| Exercise details |
All records should be written out again exactly.

── Data records ──

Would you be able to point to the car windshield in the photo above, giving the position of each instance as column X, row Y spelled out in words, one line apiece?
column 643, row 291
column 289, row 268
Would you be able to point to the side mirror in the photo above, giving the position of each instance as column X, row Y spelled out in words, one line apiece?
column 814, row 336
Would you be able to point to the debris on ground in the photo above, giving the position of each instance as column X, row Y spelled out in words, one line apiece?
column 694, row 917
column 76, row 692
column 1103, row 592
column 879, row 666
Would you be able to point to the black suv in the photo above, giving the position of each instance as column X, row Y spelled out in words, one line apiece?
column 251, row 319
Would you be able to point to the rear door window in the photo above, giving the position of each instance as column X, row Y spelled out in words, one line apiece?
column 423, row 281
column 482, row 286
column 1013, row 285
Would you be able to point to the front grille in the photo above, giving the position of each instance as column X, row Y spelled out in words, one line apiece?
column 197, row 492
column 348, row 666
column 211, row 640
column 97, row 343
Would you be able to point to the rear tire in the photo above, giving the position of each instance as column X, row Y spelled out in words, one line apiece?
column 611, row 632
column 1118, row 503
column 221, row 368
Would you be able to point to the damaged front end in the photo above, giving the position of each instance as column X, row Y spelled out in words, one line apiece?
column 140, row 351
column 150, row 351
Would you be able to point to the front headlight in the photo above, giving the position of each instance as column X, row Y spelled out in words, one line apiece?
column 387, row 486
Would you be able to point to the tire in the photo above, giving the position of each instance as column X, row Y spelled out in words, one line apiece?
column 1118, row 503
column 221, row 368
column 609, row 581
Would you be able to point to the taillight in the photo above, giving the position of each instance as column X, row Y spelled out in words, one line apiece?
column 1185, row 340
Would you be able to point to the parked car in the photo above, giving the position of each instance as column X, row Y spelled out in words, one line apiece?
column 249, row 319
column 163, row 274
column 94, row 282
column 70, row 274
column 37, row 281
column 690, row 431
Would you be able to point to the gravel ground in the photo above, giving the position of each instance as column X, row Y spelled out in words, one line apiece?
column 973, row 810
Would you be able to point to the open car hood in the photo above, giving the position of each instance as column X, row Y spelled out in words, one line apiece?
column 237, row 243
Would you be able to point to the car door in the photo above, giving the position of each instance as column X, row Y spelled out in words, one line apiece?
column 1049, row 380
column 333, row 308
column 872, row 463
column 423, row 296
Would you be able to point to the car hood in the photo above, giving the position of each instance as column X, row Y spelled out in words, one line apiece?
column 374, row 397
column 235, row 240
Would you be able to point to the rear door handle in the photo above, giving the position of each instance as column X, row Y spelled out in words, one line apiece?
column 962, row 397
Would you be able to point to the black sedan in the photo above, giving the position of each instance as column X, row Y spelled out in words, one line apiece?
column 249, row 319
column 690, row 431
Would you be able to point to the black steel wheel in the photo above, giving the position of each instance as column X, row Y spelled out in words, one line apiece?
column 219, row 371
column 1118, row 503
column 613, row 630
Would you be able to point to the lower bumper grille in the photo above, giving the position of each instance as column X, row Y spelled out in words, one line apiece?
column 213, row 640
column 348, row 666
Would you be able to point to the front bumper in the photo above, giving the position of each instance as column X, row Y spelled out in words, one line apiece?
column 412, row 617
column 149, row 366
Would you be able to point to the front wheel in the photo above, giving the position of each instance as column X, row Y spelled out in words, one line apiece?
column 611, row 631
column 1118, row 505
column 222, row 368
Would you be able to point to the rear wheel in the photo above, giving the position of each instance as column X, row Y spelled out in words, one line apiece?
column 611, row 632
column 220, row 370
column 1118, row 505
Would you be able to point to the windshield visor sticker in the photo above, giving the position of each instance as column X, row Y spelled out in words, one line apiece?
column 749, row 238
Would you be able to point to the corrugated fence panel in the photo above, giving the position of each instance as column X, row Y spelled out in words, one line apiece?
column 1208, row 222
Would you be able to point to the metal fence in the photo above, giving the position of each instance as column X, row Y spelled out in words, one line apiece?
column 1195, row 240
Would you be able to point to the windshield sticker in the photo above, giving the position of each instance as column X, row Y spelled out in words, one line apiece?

───

| Written reply |
Would you be able to point to the car windshield in the photo above, giving the position of each instance as column X, row Y spelled out in words, one line apiece?
column 643, row 291
column 289, row 268
Would you be able to point to the side mirror in the photo above, giving the position of each instance as column X, row Y spelled out in words, one line apiece?
column 814, row 336
Would you be able to point to the debris on ground in the photo above, giving the position of each instance as column X, row Y spelled out in words, one line apiece?
column 694, row 917
column 76, row 692
column 1103, row 592
column 879, row 666
Would you be able to point to the black suv in the photo above, giving the position of each instance as column X, row Y spelled out in words, one line apiece?
column 251, row 319
Would you be able to point to the rear door window in the photo above, giving the position of each instance as column X, row Y spelled out in words, one line apiece?
column 423, row 281
column 482, row 286
column 1013, row 285
Would you be able to point to the front grille in the photo above, giving the position of each instance as column X, row Y spelled out in words, one line apiece?
column 197, row 492
column 348, row 666
column 211, row 640
column 97, row 343
Would you be able to point to the rear tire in the photo above, giving the position of each instance as column X, row Y spelled out in words, one line apiece?
column 611, row 632
column 1118, row 503
column 221, row 368
Would you be able to point to the damaged front end in the photo above, giving the position of each instance as column X, row Y spelled out in words, one line apiece?
column 140, row 351
column 150, row 351
Would you be able to point to the front headlight in the photo above, giving the position of each instance as column X, row Y spelled out in words, one line apiece?
column 387, row 486
Would you be able to point to the tire in the photo above, giving the position of each instance as column X, row Y spelled out in words, one line apiece?
column 1118, row 503
column 221, row 368
column 609, row 581
Would you be able to point to the taillight in the photo above, giving the position of each instance as column X, row Y spelled out in words, one line apiece?
column 1185, row 340
Would you be able to point to the parked car in the photo above, giving the position of each instance as column X, row Y spelled out in words, one line apiece?
column 249, row 319
column 163, row 274
column 94, row 282
column 70, row 274
column 37, row 281
column 690, row 431
Would you be able to point to the gravel ground in the photo above, giving the position of each instance as column X, row Y spelled out in words, one line apiece?
column 973, row 810
Would you be able to point to the open car hood in the photo above, giving the position of each instance as column X, row Y spelled out in words, one line apiece?
column 237, row 243
Would you be able to point to the car door in the photo above, giving the position of each instance as column X, row Y spelled out in words, one line apiece?
column 1049, row 380
column 333, row 308
column 872, row 463
column 423, row 296
Would you be able to point to the car hood in the photo above, giving the position of each instance as column X, row Y spelled out in words, one line apiece?
column 374, row 397
column 235, row 240
Would you be able to point to the rear door handle in the photo above, giving the position of each instance as column X, row Y spelled out in words, one line apiece?
column 962, row 397
Would you be able to point to the black sedan in the photo above, giving the position of each instance as column X, row Y spelled out in words, one line apiece?
column 249, row 319
column 690, row 431
Would you be able to point to the black steel wheel in the photo above, giving the position of each instance as column X, row Y spelled out in words, one line apiece?
column 219, row 371
column 1118, row 503
column 613, row 630
Would you be able to point to the lower bumper grille in the photo above, giving the position of each instance as column X, row Y spelled out in words, one line apiece?
column 213, row 640
column 348, row 666
Would you be able to point to the front bumper in the photo above, giving the position of each instance as column X, row Y spelled out in words, one line apiece?
column 412, row 617
column 149, row 366
Would you be able to point to the front wheel in the photo above, giving the position of each instance as column X, row Y spelled out in words, one line apiece?
column 611, row 631
column 1118, row 505
column 222, row 368
Would you be able to point to the rear wheel in the photo above, giving the position of each instance as column X, row Y spelled out in words, one line apiece?
column 611, row 632
column 220, row 370
column 1118, row 505
Would you be able to point to the windshield visor sticker in the photo above, giving the position of each instance as column X, row Y spelled out in words, one line apiece?
column 749, row 238
Would you be able to point to the corrugated fence panel in the photo above, giving the position of each instance as column X, row Y spelled out in words, one line apiece?
column 1208, row 222
Would you be able to point to the metal fence in the photo above, giving the position of each instance as column X, row Y spelled out in words, one line apiece?
column 1195, row 240
Would you be able to point to the windshield sticker in the photo above, giving the position of each instance as column X, row Y spelled out in words, one line apiece?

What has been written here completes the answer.